WHAT YOU HAVE TO DO —
Show every line of the items below that contains the string "walking", copying each such line in full. Matching is case-sensitive.

— START OF ROWS —

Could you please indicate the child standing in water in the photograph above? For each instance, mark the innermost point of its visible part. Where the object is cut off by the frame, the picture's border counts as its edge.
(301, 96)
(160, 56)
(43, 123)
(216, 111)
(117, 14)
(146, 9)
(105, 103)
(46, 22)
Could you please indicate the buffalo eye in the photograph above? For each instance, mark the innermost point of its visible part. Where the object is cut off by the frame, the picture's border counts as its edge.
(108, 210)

— END OF ROWS —
— START OF ROWS —

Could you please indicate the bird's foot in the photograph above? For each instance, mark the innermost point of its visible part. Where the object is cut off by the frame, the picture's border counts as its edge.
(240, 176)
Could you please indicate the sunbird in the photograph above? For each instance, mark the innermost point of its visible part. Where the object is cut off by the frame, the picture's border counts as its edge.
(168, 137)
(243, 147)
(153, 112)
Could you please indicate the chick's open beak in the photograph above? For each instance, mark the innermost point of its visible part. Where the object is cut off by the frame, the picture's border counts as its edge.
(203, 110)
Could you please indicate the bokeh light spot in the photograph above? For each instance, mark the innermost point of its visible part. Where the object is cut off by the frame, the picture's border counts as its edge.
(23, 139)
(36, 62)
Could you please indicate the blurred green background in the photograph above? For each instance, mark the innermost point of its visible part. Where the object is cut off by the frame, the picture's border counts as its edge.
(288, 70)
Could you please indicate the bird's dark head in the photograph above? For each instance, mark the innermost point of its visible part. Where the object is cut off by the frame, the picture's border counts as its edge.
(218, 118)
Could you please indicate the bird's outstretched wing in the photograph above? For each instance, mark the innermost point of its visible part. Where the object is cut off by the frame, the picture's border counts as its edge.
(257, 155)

— END OF ROWS —
— START OF ROWS —

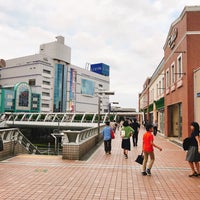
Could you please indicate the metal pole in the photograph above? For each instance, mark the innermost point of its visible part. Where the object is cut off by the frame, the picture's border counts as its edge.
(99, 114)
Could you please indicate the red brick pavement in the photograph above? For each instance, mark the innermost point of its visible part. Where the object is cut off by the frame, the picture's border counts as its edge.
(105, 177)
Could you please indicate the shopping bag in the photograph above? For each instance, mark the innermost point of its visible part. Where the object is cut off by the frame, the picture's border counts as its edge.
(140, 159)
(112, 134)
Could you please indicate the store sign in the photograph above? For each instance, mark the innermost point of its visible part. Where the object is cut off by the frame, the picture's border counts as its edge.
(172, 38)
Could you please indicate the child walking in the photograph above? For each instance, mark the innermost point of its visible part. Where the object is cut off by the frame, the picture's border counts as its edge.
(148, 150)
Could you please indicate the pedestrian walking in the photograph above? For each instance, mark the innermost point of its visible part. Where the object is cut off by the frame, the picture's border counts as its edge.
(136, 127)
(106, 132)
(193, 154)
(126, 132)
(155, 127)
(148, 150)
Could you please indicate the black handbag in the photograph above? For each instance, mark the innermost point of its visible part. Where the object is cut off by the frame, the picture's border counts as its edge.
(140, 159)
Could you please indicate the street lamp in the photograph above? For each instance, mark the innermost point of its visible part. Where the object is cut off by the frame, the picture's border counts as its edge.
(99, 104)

— END OF ROWS —

FINISHED ANSWER —
Could you please indicate the child walking in the photograph above? For each instance, mark the innermost point of its visible part. Where the object is cut off by the frame, the picture's border counts as its edge.
Could you please indicate the pedestrian walking in the photograph above? For each instance, mark the innermost point of its visible part. Where the object is cut off by the frame, the picture's border counts as its edge.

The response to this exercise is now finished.